**Required task:**
Set down the records once more, please, exactly and with the pictures left out.

══════════════════════════════

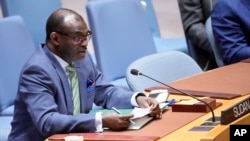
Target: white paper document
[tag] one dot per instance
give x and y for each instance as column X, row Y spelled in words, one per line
column 140, row 112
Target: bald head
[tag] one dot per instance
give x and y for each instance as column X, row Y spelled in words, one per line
column 59, row 18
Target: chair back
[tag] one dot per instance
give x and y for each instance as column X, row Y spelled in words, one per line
column 34, row 13
column 151, row 17
column 165, row 67
column 120, row 35
column 16, row 46
column 214, row 45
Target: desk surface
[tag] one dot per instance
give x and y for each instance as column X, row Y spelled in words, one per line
column 238, row 77
column 218, row 133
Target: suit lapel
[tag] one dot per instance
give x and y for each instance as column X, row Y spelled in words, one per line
column 63, row 80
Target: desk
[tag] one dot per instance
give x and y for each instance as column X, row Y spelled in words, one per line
column 219, row 132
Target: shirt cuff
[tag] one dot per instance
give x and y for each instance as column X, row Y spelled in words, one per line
column 98, row 122
column 133, row 99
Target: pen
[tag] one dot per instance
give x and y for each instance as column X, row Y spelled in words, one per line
column 118, row 112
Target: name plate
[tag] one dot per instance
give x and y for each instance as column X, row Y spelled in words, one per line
column 236, row 111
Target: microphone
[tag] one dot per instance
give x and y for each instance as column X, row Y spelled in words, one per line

══════════════════════════════

**Response to the exercise:**
Target: white paper document
[tag] one dot per instance
give x and y for each instance as column X, row Y spelled in words, one per line
column 140, row 112
Target: bald head
[tag] one dot per instance
give x and y for each instance as column X, row Y spelled in words, one per line
column 59, row 18
Target: chair back
[tag] one dot per instance
give x and y for each instance as column X, row Y spelled in words, one per line
column 34, row 13
column 151, row 17
column 165, row 67
column 120, row 35
column 16, row 46
column 214, row 45
Target: desk surface
[tag] one dot per instance
give x and y for each instance as column X, row Y spelled in words, one per line
column 238, row 77
column 218, row 133
Target: suit lapel
[tag] one dot per instance
give x and y for each instance as column X, row Y spelled in words, one per line
column 63, row 80
Target: desk
[tag] one dot per instance
give x and y for each instance as column X, row Y spelled in words, one per line
column 219, row 132
Target: shirt cuff
[tag] one dot per instance
give x and y for each instance as column X, row Y spelled in words, one per line
column 98, row 122
column 133, row 99
Target: pen
[tag] one dot per instance
give x and y for each instance as column X, row Y spelled in words, one per line
column 118, row 112
Target: name plate
[tag] one dot per instance
give x and y for each instance as column X, row Y spelled in words, one per line
column 236, row 111
Target: microphone
[tag] one dot per instance
give x and y for each instance as column X, row Y spelled in words, one per line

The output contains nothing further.